§ **WHAT THE EXERCISE ASKS**: Check the entries below for lines with "waist"; report only how many there are.

(SOURCE MATERIAL Opens)

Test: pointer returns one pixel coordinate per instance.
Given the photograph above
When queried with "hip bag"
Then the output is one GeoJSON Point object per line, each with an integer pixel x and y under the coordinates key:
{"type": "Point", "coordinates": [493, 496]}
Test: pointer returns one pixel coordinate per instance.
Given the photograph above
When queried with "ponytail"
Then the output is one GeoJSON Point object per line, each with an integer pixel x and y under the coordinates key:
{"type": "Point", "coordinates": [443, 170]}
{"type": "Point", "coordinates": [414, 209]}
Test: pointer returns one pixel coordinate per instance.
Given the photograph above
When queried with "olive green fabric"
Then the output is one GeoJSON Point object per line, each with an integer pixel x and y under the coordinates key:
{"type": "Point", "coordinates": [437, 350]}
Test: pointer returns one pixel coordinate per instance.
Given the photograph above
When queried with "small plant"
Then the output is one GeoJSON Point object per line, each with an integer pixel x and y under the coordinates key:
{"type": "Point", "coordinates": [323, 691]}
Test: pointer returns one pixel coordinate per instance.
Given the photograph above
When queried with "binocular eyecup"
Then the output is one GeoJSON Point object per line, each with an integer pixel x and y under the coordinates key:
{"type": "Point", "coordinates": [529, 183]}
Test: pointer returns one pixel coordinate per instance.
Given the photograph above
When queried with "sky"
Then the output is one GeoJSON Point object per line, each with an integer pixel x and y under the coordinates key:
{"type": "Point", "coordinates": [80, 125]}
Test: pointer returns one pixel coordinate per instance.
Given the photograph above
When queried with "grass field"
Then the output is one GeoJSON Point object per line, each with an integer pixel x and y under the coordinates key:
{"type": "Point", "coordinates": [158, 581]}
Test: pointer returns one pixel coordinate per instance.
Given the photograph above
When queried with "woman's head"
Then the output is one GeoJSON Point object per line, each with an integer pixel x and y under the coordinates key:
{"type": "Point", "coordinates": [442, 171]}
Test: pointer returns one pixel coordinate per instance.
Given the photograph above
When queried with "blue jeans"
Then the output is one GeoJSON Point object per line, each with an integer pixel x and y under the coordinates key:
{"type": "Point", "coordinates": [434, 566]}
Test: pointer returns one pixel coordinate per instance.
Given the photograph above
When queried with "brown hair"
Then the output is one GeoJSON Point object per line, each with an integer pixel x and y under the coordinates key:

(SOURCE MATERIAL Closes)
(SOURCE MATERIAL Opens)

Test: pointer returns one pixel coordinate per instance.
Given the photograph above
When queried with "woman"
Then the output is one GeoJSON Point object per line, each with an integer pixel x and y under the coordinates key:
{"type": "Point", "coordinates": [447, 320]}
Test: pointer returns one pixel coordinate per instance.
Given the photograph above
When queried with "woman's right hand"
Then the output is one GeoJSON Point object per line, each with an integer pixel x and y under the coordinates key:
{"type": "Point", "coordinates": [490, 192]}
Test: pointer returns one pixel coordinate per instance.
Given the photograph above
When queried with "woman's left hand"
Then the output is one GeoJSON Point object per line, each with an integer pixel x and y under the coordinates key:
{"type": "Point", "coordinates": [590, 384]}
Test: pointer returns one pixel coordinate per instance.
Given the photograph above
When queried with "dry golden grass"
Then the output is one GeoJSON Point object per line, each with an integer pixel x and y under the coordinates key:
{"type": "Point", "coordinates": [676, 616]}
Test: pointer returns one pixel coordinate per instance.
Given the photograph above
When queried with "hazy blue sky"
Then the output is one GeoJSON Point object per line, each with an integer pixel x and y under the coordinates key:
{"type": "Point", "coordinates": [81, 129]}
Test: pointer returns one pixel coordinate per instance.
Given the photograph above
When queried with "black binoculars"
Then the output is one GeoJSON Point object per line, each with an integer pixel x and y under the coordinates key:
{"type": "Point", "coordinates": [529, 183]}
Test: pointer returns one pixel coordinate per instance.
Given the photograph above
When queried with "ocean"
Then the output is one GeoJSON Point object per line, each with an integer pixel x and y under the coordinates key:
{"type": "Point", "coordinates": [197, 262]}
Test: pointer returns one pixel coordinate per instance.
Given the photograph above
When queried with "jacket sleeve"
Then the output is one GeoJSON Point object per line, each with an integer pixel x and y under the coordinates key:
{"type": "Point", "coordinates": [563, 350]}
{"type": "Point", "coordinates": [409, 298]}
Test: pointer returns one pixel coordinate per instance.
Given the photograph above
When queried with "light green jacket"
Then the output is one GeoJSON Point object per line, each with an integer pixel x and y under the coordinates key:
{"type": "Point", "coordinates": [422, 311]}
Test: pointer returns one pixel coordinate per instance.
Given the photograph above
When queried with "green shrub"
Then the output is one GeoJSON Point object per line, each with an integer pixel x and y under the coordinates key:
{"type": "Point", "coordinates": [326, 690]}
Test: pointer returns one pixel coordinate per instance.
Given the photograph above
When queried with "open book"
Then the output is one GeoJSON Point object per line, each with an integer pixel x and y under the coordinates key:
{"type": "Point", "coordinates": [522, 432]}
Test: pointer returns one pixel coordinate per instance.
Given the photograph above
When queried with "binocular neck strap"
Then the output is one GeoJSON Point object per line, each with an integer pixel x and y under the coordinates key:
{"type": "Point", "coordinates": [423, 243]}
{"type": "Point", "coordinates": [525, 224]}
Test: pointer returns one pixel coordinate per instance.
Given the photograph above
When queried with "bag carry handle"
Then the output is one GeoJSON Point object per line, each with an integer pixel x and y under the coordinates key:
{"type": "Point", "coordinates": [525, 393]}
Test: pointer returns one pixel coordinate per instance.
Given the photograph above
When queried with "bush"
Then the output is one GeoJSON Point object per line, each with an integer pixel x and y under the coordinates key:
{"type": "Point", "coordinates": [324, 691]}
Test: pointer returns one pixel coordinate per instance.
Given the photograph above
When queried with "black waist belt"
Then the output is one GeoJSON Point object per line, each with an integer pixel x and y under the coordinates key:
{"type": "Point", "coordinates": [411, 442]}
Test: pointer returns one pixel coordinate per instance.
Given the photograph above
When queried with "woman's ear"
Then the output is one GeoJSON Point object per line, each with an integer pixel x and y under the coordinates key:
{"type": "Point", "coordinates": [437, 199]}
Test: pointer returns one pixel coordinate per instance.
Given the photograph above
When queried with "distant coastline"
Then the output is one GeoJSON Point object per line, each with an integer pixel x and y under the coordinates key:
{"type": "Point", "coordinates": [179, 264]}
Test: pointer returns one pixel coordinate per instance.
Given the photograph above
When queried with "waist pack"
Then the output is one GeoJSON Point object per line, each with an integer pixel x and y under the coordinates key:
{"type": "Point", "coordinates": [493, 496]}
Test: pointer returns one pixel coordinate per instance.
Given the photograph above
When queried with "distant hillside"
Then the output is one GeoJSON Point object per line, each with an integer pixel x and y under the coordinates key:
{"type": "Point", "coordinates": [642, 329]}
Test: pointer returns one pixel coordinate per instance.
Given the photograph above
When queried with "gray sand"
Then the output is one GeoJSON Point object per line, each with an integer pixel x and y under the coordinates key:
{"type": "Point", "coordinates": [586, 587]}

(SOURCE MATERIAL Closes)
(SOURCE MATERIAL Opens)

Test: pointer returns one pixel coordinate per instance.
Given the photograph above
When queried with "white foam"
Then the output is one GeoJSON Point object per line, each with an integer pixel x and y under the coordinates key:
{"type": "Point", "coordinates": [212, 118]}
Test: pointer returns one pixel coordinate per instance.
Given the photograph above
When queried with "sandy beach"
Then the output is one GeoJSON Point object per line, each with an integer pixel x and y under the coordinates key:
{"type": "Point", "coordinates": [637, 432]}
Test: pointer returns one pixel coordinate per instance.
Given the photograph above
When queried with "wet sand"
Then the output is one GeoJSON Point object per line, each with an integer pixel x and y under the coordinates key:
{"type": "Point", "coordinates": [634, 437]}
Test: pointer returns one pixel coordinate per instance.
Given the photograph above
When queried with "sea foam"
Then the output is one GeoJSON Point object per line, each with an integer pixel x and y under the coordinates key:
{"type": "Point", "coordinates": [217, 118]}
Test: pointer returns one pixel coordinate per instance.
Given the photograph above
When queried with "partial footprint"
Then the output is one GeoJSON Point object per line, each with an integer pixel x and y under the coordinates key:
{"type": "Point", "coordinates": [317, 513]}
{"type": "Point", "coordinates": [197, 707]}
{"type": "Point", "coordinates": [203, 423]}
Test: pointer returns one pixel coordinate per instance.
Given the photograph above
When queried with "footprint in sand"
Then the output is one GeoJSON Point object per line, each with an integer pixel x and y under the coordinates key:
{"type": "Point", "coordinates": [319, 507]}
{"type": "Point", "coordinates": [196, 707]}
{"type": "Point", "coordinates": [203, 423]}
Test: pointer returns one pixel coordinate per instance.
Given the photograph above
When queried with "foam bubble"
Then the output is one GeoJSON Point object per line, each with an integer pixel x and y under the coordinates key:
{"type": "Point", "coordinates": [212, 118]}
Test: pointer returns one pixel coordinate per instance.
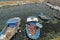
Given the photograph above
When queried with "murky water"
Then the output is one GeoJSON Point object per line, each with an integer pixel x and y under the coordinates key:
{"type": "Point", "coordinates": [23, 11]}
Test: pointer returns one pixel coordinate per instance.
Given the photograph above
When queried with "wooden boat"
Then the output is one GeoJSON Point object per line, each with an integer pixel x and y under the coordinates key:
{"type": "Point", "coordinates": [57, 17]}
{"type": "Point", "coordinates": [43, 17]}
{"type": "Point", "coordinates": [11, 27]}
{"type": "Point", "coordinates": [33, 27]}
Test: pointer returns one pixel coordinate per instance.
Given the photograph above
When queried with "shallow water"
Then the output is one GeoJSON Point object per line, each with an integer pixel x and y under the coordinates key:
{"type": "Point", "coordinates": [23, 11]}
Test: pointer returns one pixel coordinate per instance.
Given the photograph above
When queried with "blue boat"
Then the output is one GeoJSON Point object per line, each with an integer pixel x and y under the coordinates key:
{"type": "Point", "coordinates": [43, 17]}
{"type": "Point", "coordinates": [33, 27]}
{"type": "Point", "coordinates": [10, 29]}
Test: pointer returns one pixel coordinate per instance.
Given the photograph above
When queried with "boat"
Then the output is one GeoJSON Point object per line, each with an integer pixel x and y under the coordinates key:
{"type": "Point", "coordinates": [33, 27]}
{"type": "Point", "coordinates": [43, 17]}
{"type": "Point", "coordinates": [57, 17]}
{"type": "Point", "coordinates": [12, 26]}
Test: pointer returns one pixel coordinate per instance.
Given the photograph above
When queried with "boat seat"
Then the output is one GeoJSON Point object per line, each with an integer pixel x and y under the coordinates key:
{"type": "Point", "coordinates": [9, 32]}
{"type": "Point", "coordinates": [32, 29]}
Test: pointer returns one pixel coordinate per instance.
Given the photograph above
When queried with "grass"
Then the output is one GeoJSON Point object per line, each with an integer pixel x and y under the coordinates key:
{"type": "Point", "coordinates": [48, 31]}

(SOURCE MATERIAL Closes)

§ **WRITTEN RESPONSE**: 2